The story of Bob Dornan - a wealthy white archconservative brought down unthinkably by one of the help - is the story in microcosm of his home district, Orange County, CA. Though for most of us Orange County is the glittering, manicured playground of the filthy rich Caucasian shown on “The O.C.” (and less flatteringly on the late great “Arrested Development”), it is also the county with the largest Latino population in the state. The land where Robert Schuller and Rick Warren built their megachurches and Walt Disney planted his flag is also where Proposition 187 and many other anti-immigration initiatives were born. Few places embody the farthest extremes of the American Dream quite like O. C. (nobody calls it the O. C., just so you know).
Gustavo Arellano, reporter for the alternative newspaper OC Weekly and author of the nationally syndicated “Ask a Mexican!” column, gives us the grand tour of the land where Nixon was born and Reagan said good Republicans go to die in his excellent new book Orange County: A Personal History (Simon & Schuster, 2008). Like the county itself, the book is a thing of many parts - part history, part travelogue, part wry observation, part autobiography. In alternating chapters Arellano takes the reader from the missionary days of Father Junipero Serra and the swallow-ridden Capistrano through the rise and fall of the citrus industry (damn hard to find an actual orange tree there nowadays), from the surfing heyday of Huntington Beach to the paved and processed landscape of the present day.
The book’s other running story is that of the Mexican community of Orange County, in particular the story of Arellano’s family from their origins in the Zapatecas towns of El Cargadero and Jomulquillo through the mass immigration of family and neighbors to the county. Today there are more cargaderenses in Anaheim than there are in Mexico, and Arellano follows four generations of his family as they attempt to eke out a living in La-la Land without losing sight of the patria. Arellano also tells his own story, that of a thoroughly assimilated American kid moving steadily away from his roots until he confronts institutional racism head-on and reclaims his Latino self.

» **EXERCISE 1**:
According to the book review, which newspaper does Gustavo Arellano report for?
» **EXERCISE 2**:
Rewrite the stretch of the listing from the line containing "Each instance of the wooden" through the end of the listing, putting "dining table" wherever "wooden table" appears and leaving everything else unchanged.

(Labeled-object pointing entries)
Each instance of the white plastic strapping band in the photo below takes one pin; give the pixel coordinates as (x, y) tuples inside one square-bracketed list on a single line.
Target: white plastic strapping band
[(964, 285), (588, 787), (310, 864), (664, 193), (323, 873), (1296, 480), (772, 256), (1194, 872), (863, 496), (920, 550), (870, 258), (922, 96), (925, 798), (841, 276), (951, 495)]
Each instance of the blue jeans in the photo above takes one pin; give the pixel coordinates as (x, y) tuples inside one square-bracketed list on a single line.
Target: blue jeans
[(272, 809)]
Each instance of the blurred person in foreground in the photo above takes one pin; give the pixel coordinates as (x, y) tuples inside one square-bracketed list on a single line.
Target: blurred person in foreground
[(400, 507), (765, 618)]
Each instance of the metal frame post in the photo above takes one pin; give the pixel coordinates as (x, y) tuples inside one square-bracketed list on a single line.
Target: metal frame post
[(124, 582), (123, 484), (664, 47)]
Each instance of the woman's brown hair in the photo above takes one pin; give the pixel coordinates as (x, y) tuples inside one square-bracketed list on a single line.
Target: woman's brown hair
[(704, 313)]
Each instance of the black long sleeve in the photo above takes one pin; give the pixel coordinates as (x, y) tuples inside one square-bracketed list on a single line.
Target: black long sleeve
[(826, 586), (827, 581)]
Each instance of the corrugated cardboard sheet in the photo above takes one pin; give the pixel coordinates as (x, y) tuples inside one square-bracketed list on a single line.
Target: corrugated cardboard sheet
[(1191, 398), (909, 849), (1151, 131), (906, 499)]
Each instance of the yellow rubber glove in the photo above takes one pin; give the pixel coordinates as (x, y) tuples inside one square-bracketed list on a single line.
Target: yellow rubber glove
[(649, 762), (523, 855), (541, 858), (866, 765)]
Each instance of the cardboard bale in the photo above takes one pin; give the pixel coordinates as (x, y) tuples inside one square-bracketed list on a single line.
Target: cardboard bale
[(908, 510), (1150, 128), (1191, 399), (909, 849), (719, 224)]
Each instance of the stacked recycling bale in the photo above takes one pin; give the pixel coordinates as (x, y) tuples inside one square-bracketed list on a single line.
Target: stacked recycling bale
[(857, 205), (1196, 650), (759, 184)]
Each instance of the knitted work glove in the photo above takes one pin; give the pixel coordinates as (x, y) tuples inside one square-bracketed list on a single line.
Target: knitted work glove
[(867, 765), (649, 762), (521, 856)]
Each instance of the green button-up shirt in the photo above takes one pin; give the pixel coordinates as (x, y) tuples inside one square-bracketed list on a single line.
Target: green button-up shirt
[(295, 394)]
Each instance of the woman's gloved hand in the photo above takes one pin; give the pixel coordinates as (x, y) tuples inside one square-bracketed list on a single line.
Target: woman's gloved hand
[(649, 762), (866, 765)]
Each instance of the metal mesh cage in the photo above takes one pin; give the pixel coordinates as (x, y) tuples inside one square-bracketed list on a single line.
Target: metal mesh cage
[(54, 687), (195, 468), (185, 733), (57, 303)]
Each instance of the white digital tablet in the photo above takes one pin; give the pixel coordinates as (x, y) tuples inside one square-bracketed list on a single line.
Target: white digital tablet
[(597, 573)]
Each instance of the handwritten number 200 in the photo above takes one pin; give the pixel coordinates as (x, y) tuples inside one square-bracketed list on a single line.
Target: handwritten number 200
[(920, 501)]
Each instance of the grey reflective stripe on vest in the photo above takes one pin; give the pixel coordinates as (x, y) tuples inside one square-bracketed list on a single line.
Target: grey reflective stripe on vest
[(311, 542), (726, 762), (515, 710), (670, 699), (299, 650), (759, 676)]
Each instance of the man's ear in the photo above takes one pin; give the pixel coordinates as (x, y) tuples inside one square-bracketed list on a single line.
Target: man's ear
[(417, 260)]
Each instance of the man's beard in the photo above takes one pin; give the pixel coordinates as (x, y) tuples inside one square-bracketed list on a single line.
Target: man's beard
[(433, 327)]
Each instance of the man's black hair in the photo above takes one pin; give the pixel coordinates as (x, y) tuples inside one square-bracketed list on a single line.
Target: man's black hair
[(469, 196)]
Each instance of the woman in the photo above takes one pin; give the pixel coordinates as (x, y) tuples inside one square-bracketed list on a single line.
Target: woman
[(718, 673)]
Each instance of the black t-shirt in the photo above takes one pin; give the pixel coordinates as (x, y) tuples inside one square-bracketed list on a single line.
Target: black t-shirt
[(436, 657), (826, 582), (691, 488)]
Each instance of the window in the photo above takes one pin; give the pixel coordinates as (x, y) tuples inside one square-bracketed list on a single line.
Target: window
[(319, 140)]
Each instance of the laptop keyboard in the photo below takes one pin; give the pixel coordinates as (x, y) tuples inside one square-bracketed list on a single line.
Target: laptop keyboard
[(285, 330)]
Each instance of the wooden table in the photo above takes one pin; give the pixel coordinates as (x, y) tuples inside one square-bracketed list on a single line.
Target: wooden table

» **EXPECTED OUTPUT 1**:
He reports for the alternative newspaper OC Weekly.

» **EXPECTED OUTPUT 2**:
Each instance of the dining table in the photo above takes one pin; give the pixel coordinates as (x, y) tuples inside one square-bracketed list on a single line.
Target: dining table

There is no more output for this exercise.